| Exercise |
Please rewrite the data below with every "one point per instance" swapped for "a single point for each instance", leaving everything else unchanged.

| Records supplied |
+ + + +
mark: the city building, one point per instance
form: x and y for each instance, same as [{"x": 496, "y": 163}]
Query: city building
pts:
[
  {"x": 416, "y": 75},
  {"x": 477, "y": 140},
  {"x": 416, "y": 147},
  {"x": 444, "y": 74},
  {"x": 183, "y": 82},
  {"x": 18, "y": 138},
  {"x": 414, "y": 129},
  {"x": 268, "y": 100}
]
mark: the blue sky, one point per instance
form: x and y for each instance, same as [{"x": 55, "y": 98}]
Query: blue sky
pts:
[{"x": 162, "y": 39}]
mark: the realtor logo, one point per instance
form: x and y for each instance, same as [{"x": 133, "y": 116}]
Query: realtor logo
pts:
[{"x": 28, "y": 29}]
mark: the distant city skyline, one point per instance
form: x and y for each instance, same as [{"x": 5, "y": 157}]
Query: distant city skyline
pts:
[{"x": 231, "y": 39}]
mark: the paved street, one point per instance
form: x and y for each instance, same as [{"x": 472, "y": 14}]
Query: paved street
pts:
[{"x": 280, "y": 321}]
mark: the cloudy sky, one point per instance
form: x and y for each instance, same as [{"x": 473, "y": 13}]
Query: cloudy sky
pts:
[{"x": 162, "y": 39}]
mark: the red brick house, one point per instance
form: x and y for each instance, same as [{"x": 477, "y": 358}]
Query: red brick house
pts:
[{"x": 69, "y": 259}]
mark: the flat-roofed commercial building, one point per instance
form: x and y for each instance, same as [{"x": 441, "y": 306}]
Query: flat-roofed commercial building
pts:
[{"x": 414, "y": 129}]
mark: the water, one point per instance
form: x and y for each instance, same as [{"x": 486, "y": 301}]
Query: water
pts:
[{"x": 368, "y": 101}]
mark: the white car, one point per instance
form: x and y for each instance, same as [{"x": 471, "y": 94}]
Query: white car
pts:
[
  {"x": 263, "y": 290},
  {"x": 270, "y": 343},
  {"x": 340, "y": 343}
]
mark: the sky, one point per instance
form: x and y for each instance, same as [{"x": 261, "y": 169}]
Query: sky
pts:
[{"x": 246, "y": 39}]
+ + + +
| Solution for this problem |
mark: the city building, a single point for each instance
form: x and y for each instance, same as [{"x": 496, "y": 163}]
Query: city building
pts:
[
  {"x": 416, "y": 75},
  {"x": 477, "y": 140},
  {"x": 416, "y": 147},
  {"x": 444, "y": 74},
  {"x": 183, "y": 82},
  {"x": 18, "y": 138},
  {"x": 414, "y": 129},
  {"x": 268, "y": 100}
]
mark: the blue sky, a single point for each instance
form: x and y for each instance, same as [{"x": 55, "y": 98}]
Query: blue sky
pts:
[{"x": 162, "y": 39}]
mark: the realtor logo, a single point for each instance
form: x and y for each instance, same as [{"x": 133, "y": 116}]
Query: realtor logo
pts:
[{"x": 28, "y": 29}]
mark: the distant city skyline, a single point for each instance
form: x and y for each instance, same as [{"x": 5, "y": 157}]
Query: distant city skyline
pts:
[{"x": 231, "y": 39}]
mark: the paved street, a single point for each instance
form: x and y for each instance, same as [{"x": 472, "y": 14}]
Query: paved street
pts:
[{"x": 280, "y": 321}]
mark: the cloudy sky, a single point for each instance
form: x and y for each instance, same as [{"x": 473, "y": 13}]
Query: cloudy sky
pts:
[{"x": 162, "y": 39}]
mark: the red brick house, a single point for each instance
form: x and y for each instance, same as [{"x": 477, "y": 358}]
Query: red brick house
pts:
[{"x": 69, "y": 259}]
mark: the flat-roofed commercial building, a single point for each instance
form: x and y for each instance, same as [{"x": 441, "y": 306}]
Query: flat-roofed commercial building
pts:
[{"x": 414, "y": 129}]
mark: the water, a single point for each instance
form: x and y for each instance, same as [{"x": 486, "y": 301}]
Query: water
pts:
[{"x": 368, "y": 101}]
mark: the white car, a single point for each instance
form: x and y for each instance, same as [{"x": 471, "y": 94}]
Query: white car
pts:
[
  {"x": 263, "y": 290},
  {"x": 270, "y": 343},
  {"x": 340, "y": 343}
]
mark: the sky, a single point for each instance
form: x and y for each instance, same as [{"x": 261, "y": 169}]
Query: sky
pts:
[{"x": 246, "y": 39}]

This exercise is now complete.